**PROBLEMS:**
1 – From the passage on the Radical Republicans, quote word for word the part that opens with the words containing "The Radicals included" and closes with "holding large gatherings.".
2 – Using the passage on the Radical Republicans, decide whether each statement agrees with it: (a) Charles Sumner was a senator from Massachusetts; (b) Congress overrode President Johnson's veto of the Civil Rights Act by a wide margin; (c) Black Codes in Mississippi required separate public schools. For each, answer yes or no and quote the deciding words.

**EXCERPT PROVIDED:**
=====
Radical Republicans wanted to enact a sweeping transformation of southern social and economic life, permanently ending the old planter class system, and favored granting freed slaves full-fledged citizenship including voting rights.
The Radicals included such notable figures as Representative Thaddeus Stevens of Pennsylvania and Senator Charles Sumner of Massachusetts. Most Radicals had been associated with the Abolitionist movement before the Civil War.
After the war, they came to believe whites in the South were seeking to somehow preserve the old slavery system under a new guise. They observed an unrepentant South featuring new state governments full of ex-Confederates passing repressive labor laws and punitive Black Codes targeting freed slaves.
Black Codes in Mississippi prohibited freedmen from testifying against whites, allowed unemployed blacks to be arrested for vagrancy and hired out as cheap labor, and mandated separate public schools. Blacks were also prohibited from serving on juries, bearing arms or holding large gatherings.
When the U.S. Congress convened on December 4, 1865, representatives sent from the South included the former vice president of the Confederacy, Alexander Stephens of Georgia, along with four ex-Confederate generals, eight colonels, six cabinet members and numerous lesser known Rebels. Northern congressmen, furious upon realizing this, omitted the southerners from the roll call and thus denied seats in Congress to all representatives from the eleven former Confederate states.
Radical Republican views gathered momentum in Congress and were in the majority by the end of 1865. In April of 1866, Congress enacted a Civil Rights Act in response to southern Black Codes. The Act granted new rights to native-born blacks, including the right to testify in court, to sue, and to buy property. President Johnson vetoed the Act claiming it was an invasion of states' rights and would cause "discord among the races." Congress overrode the veto by a single vote. This marked the beginning of an escalating power struggle between the President and Congress that would eventually lead to impeachment.
=====
[Dataset records]
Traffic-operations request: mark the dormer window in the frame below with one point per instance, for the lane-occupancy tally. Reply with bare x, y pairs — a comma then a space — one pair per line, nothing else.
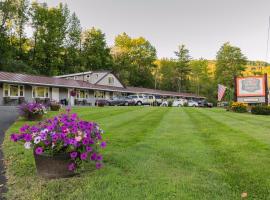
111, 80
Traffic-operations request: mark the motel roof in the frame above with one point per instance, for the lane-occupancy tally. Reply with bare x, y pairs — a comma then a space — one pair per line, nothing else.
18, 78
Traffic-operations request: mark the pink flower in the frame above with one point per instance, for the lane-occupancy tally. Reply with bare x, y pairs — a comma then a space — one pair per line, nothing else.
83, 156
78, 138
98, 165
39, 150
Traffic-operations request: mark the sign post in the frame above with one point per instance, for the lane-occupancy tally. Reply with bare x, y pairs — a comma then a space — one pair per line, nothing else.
=====
**PER-TASK ANSWERS:**
1 –
The Radicals included such notable figures as Representative Thaddeus Stevens of Pennsylvania and Senator Charles Sumner of Massachusetts. Most Radicals had been associated with the Abolitionist movement before the Civil War.
After the war, they came to believe whites in the South were seeking to somehow preserve the old slavery system under a new guise. They observed an unrepentant South featuring new state governments full of ex-Confederates passing repressive labor laws and punitive Black Codes targeting freed slaves.
Black Codes in Mississippi prohibited freedmen from testifying against whites, allowed unemployed blacks to be arrested for vagrancy and hired out as cheap labor, and mandated separate public schools. Blacks were also prohibited from serving on juries, bearing arms or holding large gatherings.

2 –
(a) Yes: "Senator Charles Sumner of Massachusetts"
(b) No: "Congress overrode the veto by a single vote."
(c) Yes: "and mandated separate public schools"